Retype exactly the stretch of lines that begins at the line containing "Guideline: one keypoint per instance of the raised" and ends at the last line of the data, with no other lines.

Pointing and labeling entries ▸
----

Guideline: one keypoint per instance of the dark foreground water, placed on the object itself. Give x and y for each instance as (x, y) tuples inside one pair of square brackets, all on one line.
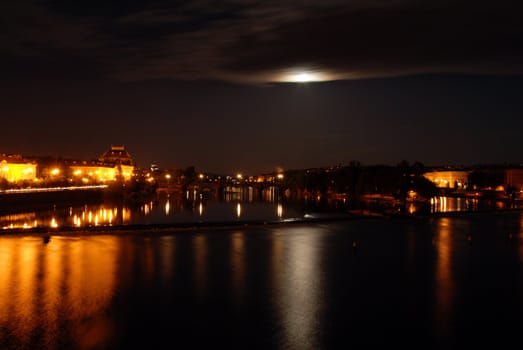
[(432, 283)]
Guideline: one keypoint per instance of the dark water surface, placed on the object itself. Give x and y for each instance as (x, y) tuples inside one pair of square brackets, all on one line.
[(419, 283)]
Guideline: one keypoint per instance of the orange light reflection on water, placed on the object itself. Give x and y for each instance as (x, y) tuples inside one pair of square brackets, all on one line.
[(67, 281)]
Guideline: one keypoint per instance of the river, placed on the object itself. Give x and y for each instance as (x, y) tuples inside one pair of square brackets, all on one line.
[(436, 283)]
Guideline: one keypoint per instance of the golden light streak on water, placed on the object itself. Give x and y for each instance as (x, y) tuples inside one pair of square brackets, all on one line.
[(238, 265), (200, 265), (444, 280)]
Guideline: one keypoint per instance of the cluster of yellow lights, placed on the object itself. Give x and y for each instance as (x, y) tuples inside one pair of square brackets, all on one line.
[(18, 171)]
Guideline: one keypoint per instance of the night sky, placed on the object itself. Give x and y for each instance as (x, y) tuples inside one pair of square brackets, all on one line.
[(213, 83)]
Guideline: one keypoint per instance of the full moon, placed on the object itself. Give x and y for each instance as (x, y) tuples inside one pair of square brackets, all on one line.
[(303, 76)]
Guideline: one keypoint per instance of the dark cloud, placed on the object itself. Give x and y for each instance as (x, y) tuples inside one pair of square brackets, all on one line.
[(249, 41)]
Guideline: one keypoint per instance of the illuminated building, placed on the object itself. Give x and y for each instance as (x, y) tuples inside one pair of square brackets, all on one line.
[(14, 168), (448, 178), (514, 178), (118, 158)]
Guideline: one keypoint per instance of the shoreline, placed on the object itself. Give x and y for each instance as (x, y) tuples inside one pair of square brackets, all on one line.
[(197, 227)]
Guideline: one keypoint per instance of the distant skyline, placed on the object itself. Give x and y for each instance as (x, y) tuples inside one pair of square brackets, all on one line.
[(214, 85)]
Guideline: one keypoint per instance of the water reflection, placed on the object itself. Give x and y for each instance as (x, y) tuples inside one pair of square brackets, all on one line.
[(443, 277), (170, 209), (297, 275), (200, 266), (238, 267), (65, 286)]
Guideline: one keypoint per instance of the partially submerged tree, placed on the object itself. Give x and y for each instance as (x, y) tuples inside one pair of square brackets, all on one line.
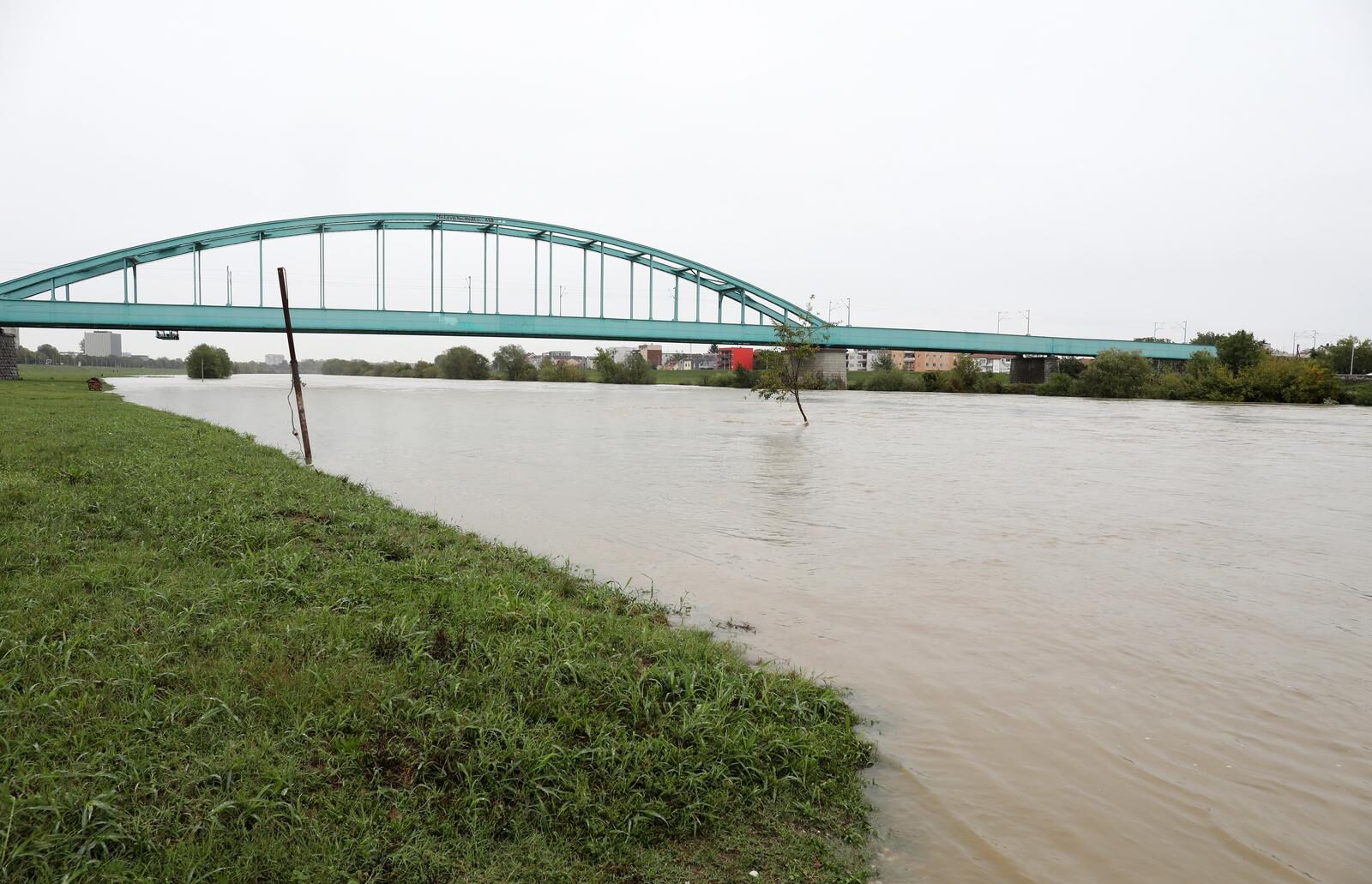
[(512, 361), (463, 364), (206, 361), (788, 375)]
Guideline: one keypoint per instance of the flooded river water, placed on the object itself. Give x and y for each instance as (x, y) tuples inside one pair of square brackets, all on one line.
[(1101, 641)]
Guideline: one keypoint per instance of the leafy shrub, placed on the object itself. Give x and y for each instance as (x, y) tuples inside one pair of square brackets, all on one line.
[(1056, 385), (887, 381), (991, 383), (206, 361), (1116, 375), (1070, 367)]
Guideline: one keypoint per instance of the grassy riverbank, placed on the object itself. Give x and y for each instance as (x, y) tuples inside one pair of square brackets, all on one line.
[(81, 372), (223, 666)]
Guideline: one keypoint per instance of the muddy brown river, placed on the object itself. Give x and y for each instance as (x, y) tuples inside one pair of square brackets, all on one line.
[(1099, 641)]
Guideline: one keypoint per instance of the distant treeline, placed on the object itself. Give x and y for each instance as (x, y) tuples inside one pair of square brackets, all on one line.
[(47, 354), (1245, 370)]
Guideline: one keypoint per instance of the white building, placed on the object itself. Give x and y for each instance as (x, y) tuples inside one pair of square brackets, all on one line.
[(100, 344), (994, 363)]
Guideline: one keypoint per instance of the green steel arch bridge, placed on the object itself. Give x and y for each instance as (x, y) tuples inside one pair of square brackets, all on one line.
[(707, 305)]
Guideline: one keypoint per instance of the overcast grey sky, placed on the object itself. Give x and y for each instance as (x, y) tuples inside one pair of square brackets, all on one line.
[(1104, 165)]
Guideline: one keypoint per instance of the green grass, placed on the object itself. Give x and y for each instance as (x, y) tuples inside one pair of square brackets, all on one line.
[(219, 665), (81, 372), (685, 376)]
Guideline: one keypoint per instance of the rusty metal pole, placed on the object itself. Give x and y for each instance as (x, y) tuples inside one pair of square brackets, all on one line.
[(295, 367)]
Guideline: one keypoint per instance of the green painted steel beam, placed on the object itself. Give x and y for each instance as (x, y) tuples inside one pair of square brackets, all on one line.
[(41, 313), (99, 265)]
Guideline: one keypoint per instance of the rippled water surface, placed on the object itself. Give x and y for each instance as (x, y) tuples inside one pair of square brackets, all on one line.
[(1102, 641)]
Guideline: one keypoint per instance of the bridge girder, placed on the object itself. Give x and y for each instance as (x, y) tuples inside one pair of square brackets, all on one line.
[(731, 287), (206, 317)]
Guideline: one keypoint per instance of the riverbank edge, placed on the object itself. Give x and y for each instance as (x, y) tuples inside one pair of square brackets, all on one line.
[(117, 562)]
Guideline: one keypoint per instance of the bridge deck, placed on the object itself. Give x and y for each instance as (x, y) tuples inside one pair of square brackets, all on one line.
[(206, 317)]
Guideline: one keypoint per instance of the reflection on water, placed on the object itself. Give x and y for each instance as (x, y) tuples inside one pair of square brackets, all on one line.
[(1101, 641)]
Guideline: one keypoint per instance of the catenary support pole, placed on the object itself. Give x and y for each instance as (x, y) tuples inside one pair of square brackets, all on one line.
[(295, 367)]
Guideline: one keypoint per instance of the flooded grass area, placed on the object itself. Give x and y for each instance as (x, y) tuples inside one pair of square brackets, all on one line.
[(223, 665)]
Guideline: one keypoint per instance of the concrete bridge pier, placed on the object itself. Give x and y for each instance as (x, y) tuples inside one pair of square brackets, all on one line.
[(1032, 370), (9, 354), (833, 365)]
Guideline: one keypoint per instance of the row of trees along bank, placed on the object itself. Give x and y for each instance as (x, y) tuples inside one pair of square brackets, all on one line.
[(1245, 370)]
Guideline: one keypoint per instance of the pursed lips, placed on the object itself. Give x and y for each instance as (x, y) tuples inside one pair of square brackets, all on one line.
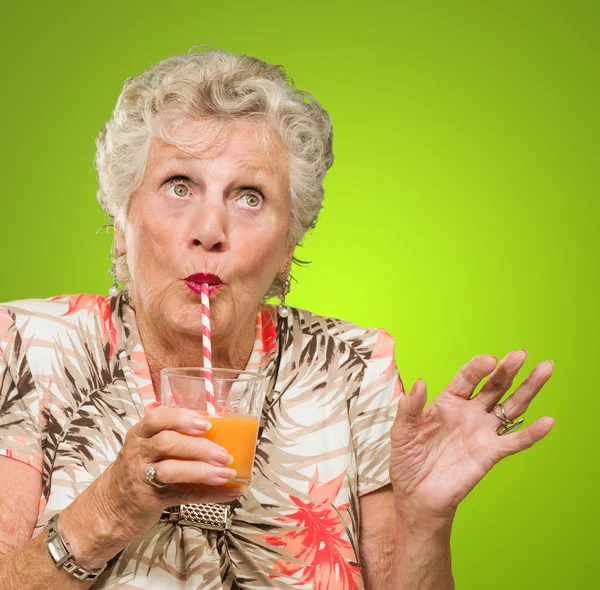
[(194, 281)]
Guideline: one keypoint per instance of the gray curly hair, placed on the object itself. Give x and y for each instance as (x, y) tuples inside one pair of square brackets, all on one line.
[(223, 88)]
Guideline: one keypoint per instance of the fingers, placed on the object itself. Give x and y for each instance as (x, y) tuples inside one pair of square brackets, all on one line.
[(199, 494), (168, 443), (526, 438), (180, 419), (517, 403), (470, 375), (410, 407), (501, 380), (172, 471)]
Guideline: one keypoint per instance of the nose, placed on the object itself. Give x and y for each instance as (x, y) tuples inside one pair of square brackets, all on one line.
[(208, 227)]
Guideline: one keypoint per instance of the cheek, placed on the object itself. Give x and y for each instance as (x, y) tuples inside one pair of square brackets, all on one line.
[(153, 240)]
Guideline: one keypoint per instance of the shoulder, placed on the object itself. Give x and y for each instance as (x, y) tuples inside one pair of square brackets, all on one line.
[(369, 342), (42, 318)]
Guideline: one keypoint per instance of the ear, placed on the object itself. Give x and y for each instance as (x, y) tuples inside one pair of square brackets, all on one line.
[(287, 264), (120, 243)]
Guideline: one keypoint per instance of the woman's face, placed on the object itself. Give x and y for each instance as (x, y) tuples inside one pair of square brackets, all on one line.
[(224, 213)]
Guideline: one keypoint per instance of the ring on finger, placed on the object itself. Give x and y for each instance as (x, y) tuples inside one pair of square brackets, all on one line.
[(150, 475), (507, 424)]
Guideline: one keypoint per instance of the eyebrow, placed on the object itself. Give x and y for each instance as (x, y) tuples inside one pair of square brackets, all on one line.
[(242, 165)]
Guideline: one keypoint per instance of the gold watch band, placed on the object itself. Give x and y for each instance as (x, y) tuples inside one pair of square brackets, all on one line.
[(60, 554)]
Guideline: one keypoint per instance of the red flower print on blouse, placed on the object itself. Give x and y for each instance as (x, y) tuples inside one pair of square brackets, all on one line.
[(88, 302), (319, 545)]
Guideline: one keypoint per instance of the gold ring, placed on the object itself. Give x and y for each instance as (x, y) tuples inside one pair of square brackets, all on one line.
[(150, 474), (507, 424)]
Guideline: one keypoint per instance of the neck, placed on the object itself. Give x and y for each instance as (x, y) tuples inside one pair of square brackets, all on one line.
[(181, 350)]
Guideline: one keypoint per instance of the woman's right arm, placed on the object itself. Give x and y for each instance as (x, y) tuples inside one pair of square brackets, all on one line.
[(117, 506)]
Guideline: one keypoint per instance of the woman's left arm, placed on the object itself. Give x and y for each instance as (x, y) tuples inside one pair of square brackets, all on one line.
[(438, 455), (399, 551)]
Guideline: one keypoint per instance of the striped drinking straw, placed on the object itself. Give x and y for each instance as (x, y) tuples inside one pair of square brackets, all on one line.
[(209, 386)]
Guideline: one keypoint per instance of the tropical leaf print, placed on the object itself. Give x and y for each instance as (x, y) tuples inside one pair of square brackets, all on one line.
[(74, 378)]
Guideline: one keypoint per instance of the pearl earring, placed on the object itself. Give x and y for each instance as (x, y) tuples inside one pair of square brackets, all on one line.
[(114, 290), (283, 310)]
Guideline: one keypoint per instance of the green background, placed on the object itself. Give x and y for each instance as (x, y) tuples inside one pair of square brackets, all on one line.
[(461, 213)]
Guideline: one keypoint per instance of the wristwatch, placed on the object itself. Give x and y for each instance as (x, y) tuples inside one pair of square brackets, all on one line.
[(61, 556)]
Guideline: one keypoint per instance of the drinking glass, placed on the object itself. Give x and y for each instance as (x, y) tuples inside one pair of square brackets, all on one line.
[(238, 397)]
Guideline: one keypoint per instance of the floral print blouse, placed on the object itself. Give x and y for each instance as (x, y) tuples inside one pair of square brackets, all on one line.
[(74, 379)]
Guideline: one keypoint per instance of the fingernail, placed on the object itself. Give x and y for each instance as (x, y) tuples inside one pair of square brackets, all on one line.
[(201, 423), (227, 474), (414, 387), (233, 492), (521, 355), (223, 457)]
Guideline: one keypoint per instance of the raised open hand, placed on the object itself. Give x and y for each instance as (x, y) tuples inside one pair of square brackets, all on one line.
[(441, 452)]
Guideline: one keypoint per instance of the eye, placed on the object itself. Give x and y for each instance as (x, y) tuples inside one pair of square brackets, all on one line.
[(251, 199), (179, 190)]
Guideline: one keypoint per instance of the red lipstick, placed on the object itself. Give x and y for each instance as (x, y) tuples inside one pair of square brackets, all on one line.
[(194, 281)]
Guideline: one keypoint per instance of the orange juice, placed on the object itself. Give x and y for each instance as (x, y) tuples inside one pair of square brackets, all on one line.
[(237, 434)]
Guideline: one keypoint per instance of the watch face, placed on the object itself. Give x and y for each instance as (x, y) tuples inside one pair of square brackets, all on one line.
[(57, 550)]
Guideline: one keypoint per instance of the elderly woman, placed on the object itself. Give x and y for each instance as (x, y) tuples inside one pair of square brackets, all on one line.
[(212, 168)]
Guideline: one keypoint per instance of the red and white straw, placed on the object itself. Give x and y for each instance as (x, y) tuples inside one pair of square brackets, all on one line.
[(209, 386)]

----

REPLY TO THE TASK ▸
Guideline: one keypoint per instance of the raised open hand, placed on the object itself. Give x and y for each instance as (x, y) tuples inside one pair of square brackets, all on one line.
[(441, 452)]
Guideline: one keypoint per instance of the eye, placed on the object itself. Give x and y for each instance as (x, y) tuples inside one pair of square brackets, all on one line.
[(251, 199), (179, 190)]
Guideline: one keypoint per instance of the red lipstick, placed on the object itself. Give x and y for each instance as (x, y) tuples inside one pair of square brackets, all on one line.
[(194, 281)]
Guideline: one keypoint per instance of the orange juice, placed on the object itself. Give x and y for each instance as (x, y) tuples inside one pair of square brackets, all on one line.
[(237, 434)]
Guideline: one keypoint per instance of the watch face, placed on the object itself. Give x and y for each instance as (x, y) tuples inside one pair of square brackets, all on one line.
[(57, 550)]
Guideline: one keypoint per instance of the elderly woman, placed on the object itself. Give x and y for each instance as (x, y) tuples inside one pair of square brackets, all on one line.
[(212, 168)]
Guideline: one keypoint per instance of the red and white straw, placed on the object itself. Give x and y for each instance as (x, y) tuples inside one pair of square brackets, all on one line.
[(209, 386)]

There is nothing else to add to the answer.